> [Required work]
Below is a block of records; repeat each one exactly.

> [Data for the task]

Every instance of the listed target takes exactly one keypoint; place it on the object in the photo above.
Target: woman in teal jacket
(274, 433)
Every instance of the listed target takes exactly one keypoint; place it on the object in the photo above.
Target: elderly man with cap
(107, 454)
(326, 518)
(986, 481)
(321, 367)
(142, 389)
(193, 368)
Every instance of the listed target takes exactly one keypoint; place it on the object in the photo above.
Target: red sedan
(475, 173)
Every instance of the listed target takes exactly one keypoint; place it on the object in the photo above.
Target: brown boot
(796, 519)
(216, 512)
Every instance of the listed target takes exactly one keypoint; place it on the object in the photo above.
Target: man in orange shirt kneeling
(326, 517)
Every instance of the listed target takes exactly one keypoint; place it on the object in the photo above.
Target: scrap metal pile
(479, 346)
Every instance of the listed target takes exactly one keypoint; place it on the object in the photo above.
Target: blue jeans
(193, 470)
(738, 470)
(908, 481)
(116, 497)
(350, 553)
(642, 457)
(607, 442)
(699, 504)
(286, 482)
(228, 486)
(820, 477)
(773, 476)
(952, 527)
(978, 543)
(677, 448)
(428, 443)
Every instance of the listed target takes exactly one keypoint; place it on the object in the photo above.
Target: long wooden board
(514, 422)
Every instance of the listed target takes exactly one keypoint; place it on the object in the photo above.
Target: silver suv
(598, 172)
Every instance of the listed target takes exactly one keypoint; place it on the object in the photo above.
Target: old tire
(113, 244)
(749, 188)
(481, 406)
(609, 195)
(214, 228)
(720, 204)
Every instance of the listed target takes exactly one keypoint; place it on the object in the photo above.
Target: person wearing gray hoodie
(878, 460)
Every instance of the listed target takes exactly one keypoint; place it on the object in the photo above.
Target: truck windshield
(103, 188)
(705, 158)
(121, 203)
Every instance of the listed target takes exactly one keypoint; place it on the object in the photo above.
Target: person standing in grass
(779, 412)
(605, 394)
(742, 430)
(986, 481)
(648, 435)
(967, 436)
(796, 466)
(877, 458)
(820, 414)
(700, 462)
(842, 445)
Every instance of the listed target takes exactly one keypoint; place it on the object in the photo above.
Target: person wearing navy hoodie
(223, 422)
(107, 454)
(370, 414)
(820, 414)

> [Answer in full]
Every instance of the listed target takes exactly one keypoint; place it on the object in the photo above.
Target: woman in teal jacket
(274, 433)
Every instance of the listed target takes exactly one keypoint; place it on the object in the photo above.
Target: elderly man with cap
(107, 454)
(326, 518)
(986, 481)
(321, 367)
(142, 389)
(193, 368)
Every instance of the listed target takes exactly one keypoint; place it on the object in the photo above.
Target: red sedan
(475, 173)
Every instance of the listed target takes exactly one keypoint; place it on the object in the photo above.
Target: brown boot
(796, 519)
(216, 512)
Every instance of the listed target takes exactly one keypoint; place it on the object in the photo above.
Target: man in orange shirt kneeling
(326, 517)
Every instance of the listed target takes exactly one keypoint; place it on the object in the photo above.
Target: scrap metal pile
(479, 346)
Every instance of the listed target takes exactly one keypoint; place it on the object in the photo above.
Target: blue jeans
(193, 470)
(738, 470)
(908, 481)
(116, 497)
(350, 553)
(642, 457)
(607, 442)
(699, 504)
(286, 482)
(228, 486)
(820, 477)
(773, 476)
(952, 527)
(978, 543)
(677, 448)
(428, 443)
Every instance of the listed target takes exactly one keypoint; place it on the object in the photo above.
Target: long wooden board
(514, 422)
Every instance of the listed target takes exactly one keypoint; place it on the object in the photo above.
Target: silver suv
(598, 172)
Every instance of the listed target takes exactly one keypoint; place it on the object in the photo above.
Target: old tire
(113, 244)
(749, 188)
(481, 406)
(609, 195)
(214, 228)
(720, 204)
Every instance of the listed target takes exactly one keypoint; place it on the object in the photo above.
Target: person wearing gray hoodie
(878, 460)
Every instance of the listed target takes exactly one keypoint; place it on the object in the photo above.
Target: truck windshield
(103, 188)
(705, 158)
(121, 203)
Every instance of the listed target takes exactly one keypoint; place it on the object in the photo above.
Target: person standing in grass
(779, 412)
(605, 394)
(742, 430)
(986, 481)
(648, 435)
(967, 436)
(796, 466)
(877, 458)
(820, 414)
(700, 462)
(842, 445)
Every instance of the listed target takes exactly one keypoint; place it on the object in the photo above.
Target: person wearing navy hoodie
(223, 422)
(107, 454)
(370, 414)
(820, 414)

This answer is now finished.